• **Passage shown**
● ● ● ● ●
The Learning Happens in the Reflection
One month ago, we were standing in our kitchen when my artist mom turned to me and said, "Remind me again, did you go to a school where white kids were the minority or the majority?" It turned out, we had some things to revisit. We didn't know a tremendous amount about one another's earliest experiences with different races, racism and class. We thought we did. We were wrong. So we designated 4 weeks to talk together, do some research, share and reflect. Our hope was to be intentional about developing a deeper appreciation for our transracial family while being transparent about some of that process. This week we're wrapping up and reporting on our progress. Below, a few words from my wife, the therapist. After, a few words from me, the artist.
Teacher, Social Worker, Case Manager and Sometimes, Mom.
● ● ● ● ●
• **Items listed in a dataset**

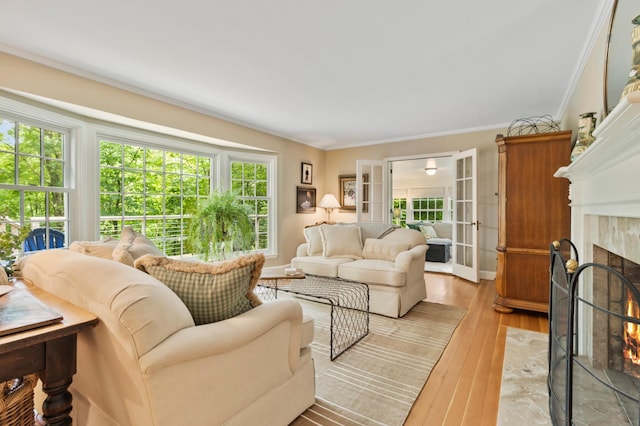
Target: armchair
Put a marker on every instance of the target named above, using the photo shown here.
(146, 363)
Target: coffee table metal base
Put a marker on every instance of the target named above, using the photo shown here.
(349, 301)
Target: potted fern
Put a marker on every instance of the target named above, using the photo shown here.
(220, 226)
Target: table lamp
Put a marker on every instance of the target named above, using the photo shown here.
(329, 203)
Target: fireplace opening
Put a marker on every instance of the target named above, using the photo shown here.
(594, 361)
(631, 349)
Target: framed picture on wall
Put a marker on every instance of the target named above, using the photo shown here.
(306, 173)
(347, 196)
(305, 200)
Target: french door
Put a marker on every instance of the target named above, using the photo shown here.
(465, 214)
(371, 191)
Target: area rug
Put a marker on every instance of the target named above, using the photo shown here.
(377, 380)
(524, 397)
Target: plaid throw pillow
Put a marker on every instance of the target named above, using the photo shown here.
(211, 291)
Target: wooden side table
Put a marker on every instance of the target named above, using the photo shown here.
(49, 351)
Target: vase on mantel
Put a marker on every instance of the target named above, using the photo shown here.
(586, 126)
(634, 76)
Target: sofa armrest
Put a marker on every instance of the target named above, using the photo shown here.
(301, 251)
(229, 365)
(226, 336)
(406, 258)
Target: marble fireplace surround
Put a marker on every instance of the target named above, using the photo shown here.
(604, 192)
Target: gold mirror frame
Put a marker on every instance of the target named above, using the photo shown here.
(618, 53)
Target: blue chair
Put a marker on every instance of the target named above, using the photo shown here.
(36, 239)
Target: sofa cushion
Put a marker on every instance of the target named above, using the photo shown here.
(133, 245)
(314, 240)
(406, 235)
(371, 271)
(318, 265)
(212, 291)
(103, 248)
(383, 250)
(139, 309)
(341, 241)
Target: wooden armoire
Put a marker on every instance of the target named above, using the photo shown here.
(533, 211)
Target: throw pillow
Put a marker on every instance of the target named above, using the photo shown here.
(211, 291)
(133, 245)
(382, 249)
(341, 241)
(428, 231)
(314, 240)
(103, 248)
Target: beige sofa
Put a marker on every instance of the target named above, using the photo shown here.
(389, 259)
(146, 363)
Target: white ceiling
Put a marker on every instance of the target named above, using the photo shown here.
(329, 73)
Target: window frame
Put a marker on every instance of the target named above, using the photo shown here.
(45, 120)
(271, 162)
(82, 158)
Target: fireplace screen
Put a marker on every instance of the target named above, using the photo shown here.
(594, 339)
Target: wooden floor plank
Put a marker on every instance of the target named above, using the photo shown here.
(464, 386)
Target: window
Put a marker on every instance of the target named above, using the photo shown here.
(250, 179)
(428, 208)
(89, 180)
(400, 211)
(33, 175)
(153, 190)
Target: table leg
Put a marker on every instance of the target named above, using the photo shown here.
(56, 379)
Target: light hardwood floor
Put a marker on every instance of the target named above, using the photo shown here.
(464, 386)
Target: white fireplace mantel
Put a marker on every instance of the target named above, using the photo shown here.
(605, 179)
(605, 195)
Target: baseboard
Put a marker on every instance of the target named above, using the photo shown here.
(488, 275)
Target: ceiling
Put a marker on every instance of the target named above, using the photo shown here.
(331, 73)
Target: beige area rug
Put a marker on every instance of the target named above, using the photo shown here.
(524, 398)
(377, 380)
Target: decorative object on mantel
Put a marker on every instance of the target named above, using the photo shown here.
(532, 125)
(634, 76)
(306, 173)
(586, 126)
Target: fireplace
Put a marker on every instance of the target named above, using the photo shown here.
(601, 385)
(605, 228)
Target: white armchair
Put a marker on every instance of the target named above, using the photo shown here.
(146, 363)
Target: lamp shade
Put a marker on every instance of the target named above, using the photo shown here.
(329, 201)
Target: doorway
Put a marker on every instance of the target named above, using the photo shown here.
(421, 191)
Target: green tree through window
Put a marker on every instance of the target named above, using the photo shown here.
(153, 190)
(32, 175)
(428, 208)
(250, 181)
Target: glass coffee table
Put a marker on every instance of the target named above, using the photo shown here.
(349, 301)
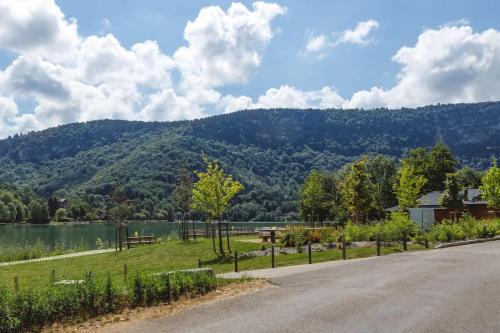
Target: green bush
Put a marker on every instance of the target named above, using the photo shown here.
● ● ● ● ●
Carry the post about a family's four weeks of talking about race, racism and class forward from its last line. The records have no role here.

This past week was a visit week for us. And among all the things I would want to talk about and debrief that occur during that hour, this week I'm really muddling through my feelings about this interaction in particular: The four of us walk into the social work office and I'm holding Mr. Toddler. The Artist is holding Tiny. The waiting room is hectic. Lots of people waiting, parents pacing, people talking loudly. Another social worker sitting in the doorway of a visit room, clearly supervising a visit, turns to me and says "What room are you in?" I say, " I don't know, I'm not sure." Because our social worker is late again, so we are out waiting with the kiddos' birth family all unsupervised and mingling awkwardly, because there is nowhere for us to go and no one to help guide us. She says: "How do you not know? Which one did you sign out?" And then it hits me what's happening here. She thinks I'm Mr. Toddler's social worker. So I say "I'm his foster Mom." She sits up and says something like "Sorry, you looked like a social worker" and we move on. The subtext here is that I'm a white, thirty-something white lady holding a black baby, and under most circumstances in the child welfare world this is best understood as the dynamics of the workplace. This happens so often I oscillate between total annoyance and surrender. I get it. I do. I look the part, and "the part" is understood as a white lady with kids of color. I even wear Birkenstocks, and I'm a lesbian, which is like a two-fer, basically. It's typical that I'm mistaken for our kiddos' teacher, social worker or therapist. Rarely is the assumption that I'm the Mom unless my kids snuggle me, call me "Mom" or I'm clearly doing Mom things (like wiping spit up off my clothes in line getting food or we are in a crowded bathroom and Mr. Toddler is asking me loudly if we are here because I need to poop or pee). There are about a dozen experiences a month which cause me to quietly thank the Gods that the kiddos in my home are not completely aware of language yet, and these situations are most often related to offensive questions about my kids' relationship to me or my gayness.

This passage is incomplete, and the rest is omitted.